Set of tasks:
1. Decide whether each statement agrees with the blog post. For each one, answer yes or no and quote the words of the blog post that decide it.
(a) The writer read the February entries from past years in the archives.
(b) The list in the blog post names ten things that have gotten better.
(c) The writer says she was funnier in the past.
2. Write out the part of the blog post that starts with "One of the best" and goes on through "I love that.", without changing a word.
3. Carry on the blog post about things that have gotten better in the past year, beginning right after its last sentence.

One of the best reasons to have a blog (other than the free swag- I’m STILL WAITING FOR GAP TO START THROWING PARTIES FOR CANADIAN BLOGGERS- I’M JUST SAYING), is that it’s easy to see what you were doing one week ago, or one month ago or one year ago. You can simply just click in the archives and you will find your past feelings and thoughts and anecdotes perfectly preserved. You can hit a particular month and find out what was breaking your heart, how drunk you got on cheap wine at your friends party, what social causes were causing you to lose sleep. A blog is like a time capsule that you contribute to each time you hit ‘publish’. I love that.
I took this week off from blogging. I’m pretty sure the responsible thing to do is to let people know you are taking time off, rather than drop off the blogging universe and wake up to find a few dozen emails in your inbox asking “ARE YOU OKAY? WHAT’S GOING ON?”, because then you have to sheeplishly reply “I’m good, I’m just really hooked on BSG and have consumed so many non-fat, no whip white hot chocolates I’m in the sweetest coma ever”). But the blogging break is over and while sitting down to figure out what story or thought I just HAD TO SHARE, I started reading my archives. Specifically the Februarys of past. And I realized something (well two things- I was a hell of a lot funnier in the past, my funny gene is in hibernation), that many things have gotten better. And because I’m a list girl, and because after a week off I need to ease back into blogging and a list is the “just the tip” version of a great blog post, here it is:
5 Things That Have Gotten Better In The Past Year
1. I have a H.A.D. Cue the sap right at the start. I know, I’m ridiculous. Truth be told, I kind of had him at this time last year, but we were no where near where we are now. I’m pretty sure I was still in that stage where I peed my pants when I talked to him and then thought the best way to win him over would be to disagree with everything he said and say “ewwwwww!” everytime he made a gross joke. So, I basically was acting like a junior high girl with a great rack and a checking account at this time last year. Thankfully, H.A.D. is a patient man.

Data extracts:
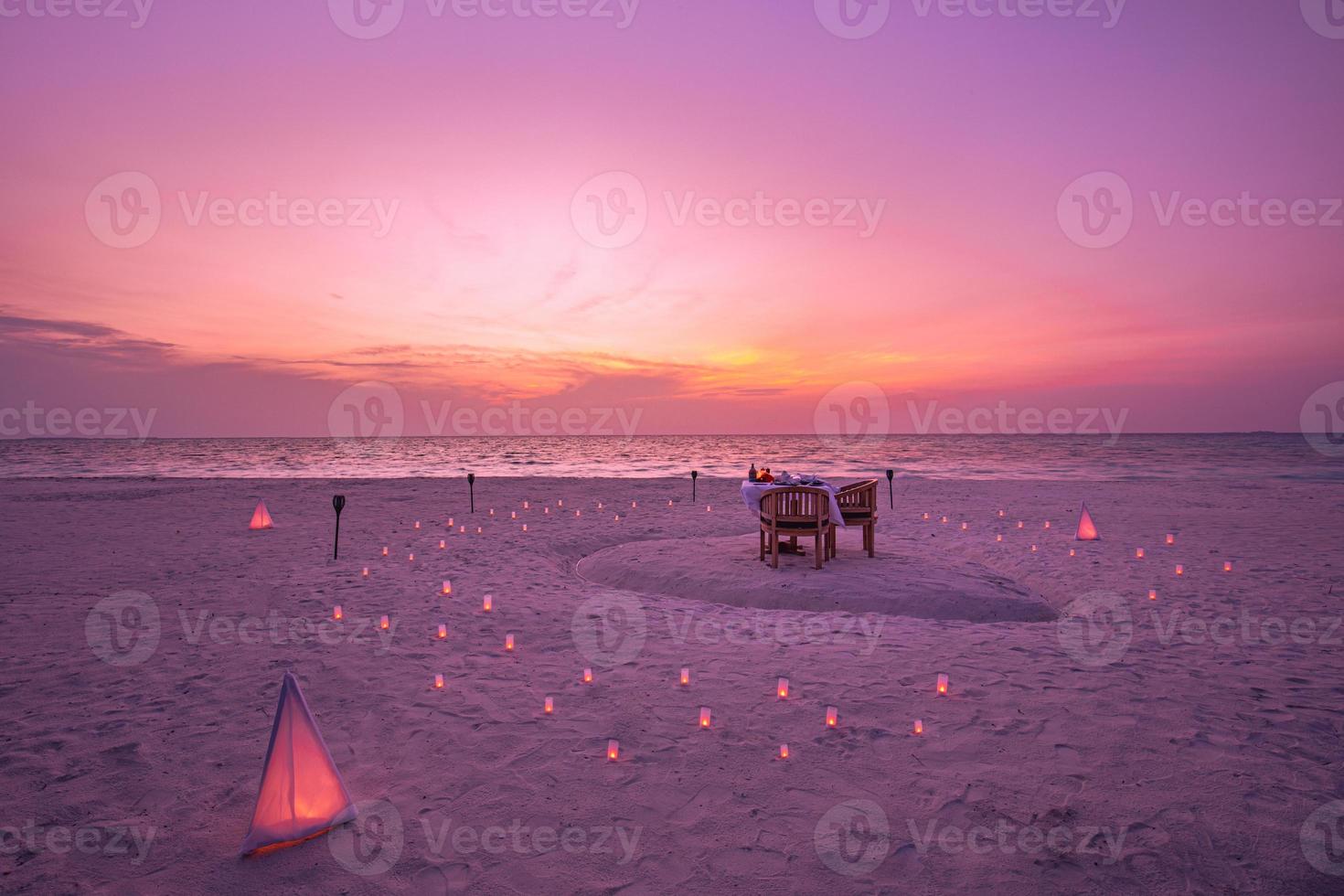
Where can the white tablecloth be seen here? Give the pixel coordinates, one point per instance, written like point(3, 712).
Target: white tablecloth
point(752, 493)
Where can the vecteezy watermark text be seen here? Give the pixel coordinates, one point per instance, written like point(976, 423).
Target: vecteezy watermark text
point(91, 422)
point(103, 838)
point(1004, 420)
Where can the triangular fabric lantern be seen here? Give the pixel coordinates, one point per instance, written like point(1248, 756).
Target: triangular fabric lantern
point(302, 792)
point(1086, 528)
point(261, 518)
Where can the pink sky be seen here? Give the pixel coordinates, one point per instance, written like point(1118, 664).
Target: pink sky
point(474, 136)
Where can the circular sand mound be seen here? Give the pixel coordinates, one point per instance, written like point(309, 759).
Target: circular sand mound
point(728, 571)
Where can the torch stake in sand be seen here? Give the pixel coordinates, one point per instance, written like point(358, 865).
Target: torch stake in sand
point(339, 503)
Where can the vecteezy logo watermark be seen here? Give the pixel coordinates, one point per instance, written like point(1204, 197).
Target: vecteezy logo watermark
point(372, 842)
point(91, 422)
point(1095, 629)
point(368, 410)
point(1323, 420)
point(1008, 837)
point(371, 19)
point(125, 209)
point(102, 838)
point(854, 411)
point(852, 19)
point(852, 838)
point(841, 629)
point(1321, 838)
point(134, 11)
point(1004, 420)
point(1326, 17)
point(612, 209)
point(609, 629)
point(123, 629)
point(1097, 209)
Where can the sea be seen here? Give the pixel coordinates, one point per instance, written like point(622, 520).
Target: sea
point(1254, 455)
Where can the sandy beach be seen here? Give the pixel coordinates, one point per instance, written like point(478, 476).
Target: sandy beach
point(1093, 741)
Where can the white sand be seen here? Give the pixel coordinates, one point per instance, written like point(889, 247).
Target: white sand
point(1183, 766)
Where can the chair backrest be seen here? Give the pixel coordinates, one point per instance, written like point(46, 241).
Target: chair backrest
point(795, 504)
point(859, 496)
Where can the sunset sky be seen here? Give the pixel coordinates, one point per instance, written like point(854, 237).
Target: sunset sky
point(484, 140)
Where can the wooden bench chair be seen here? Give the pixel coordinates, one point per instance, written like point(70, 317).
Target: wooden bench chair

Answers to each task:
1.
(a) Yes: "Specifically the Februarys of past."
(b) No: "5 Things That Have Gotten Better In The Past Year"
(c) Yes: "I was a hell of a lot funnier in the past"

2.
One of the best reasons to have a blog (other than the free swag- I’m STILL WAITING FOR GAP TO START THROWING PARTIES FOR CANADIAN BLOGGERS- I’M JUST SAYING), is that it’s easy to see what you were doing one week ago, or one month ago or one year ago. You can simply just click in the archives and you will find your past feelings and thoughts and anecdotes perfectly preserved. You can hit a particular month and find out what was breaking your heart, how drunk you got on cheap wine at your friends party, what social causes were causing you to lose sleep. A blog is like a time capsule that you contribute to each time you hit ‘publish’. I love that.

3.
2. I have a job. One that I go to everyday. One where I sit at my own desk and fill the drawers with candy and extra shoes and bags of almonds (to pretend I’m healthy when I just want to eat the candy). Last February I was still subbing, and although in a hundred different ways, subbing made for better stories- I’m glad I have a job right now. (Italics meaning that I won’t have a job in the fall most likely, so I’m thankful for the one I have THIS SECOND).
3. I know what love is. For the record, I cringed typing that sentence, it sounds like it’s straight out of an 80′s power ballad featuring a Michael Bolton. Last year I wrote on what I thought love was. And although I agree with everything I said in the past, especially the idea of love meaning checking each other for lice- after everything that’s happened since last February, or let’s face it, last December, I just feel like I know a little more about what love is. And although I’d rather not have learned this lesson the way I did, I’m grateful that I’ve learned anything through this experience- and that I’m learning everything with someone I love. AWWWWWWWW. I swear. This sap is a sickness and I don’t have a cure. Feel free to club me back into sarcasm.
4. A little show called BATTLESTAR GALACTICA has been introduced to me. And for that alone, I have to say 2010 is rocking. Sure, I think Starbuck (or, as I like to call her, Starbucks- just to annoy HAD) is the most ANNOYING HUMAN ON THE PLANET AND 99% OF THE TIME THE ONLY REASON I’M SAD SHE’S NOT A CYCLON IS BECAUSE THEN THERE WOULD BE MORE VERSIONS OF HER TO WITNESS BEING LAME and that would cause me to drink heavily (even more heavily than Starbucks), the show is pretty genius. And has introduced me to the word ‘frack’. Which alone is 203,104 shades of awesome.
5. THE COLTS ARE IN THE SUPERBOWL. Please universe, let them win. I will be watching the game in my Colts jersey, wearing my colts toque, peeing my pants in less than four hours. I want this more than anything. I’d given Peyton my kidneys, if HAD already hadn’t offered his to him first. GO COLTS!
What’s better in your world this year?
Inspired by this.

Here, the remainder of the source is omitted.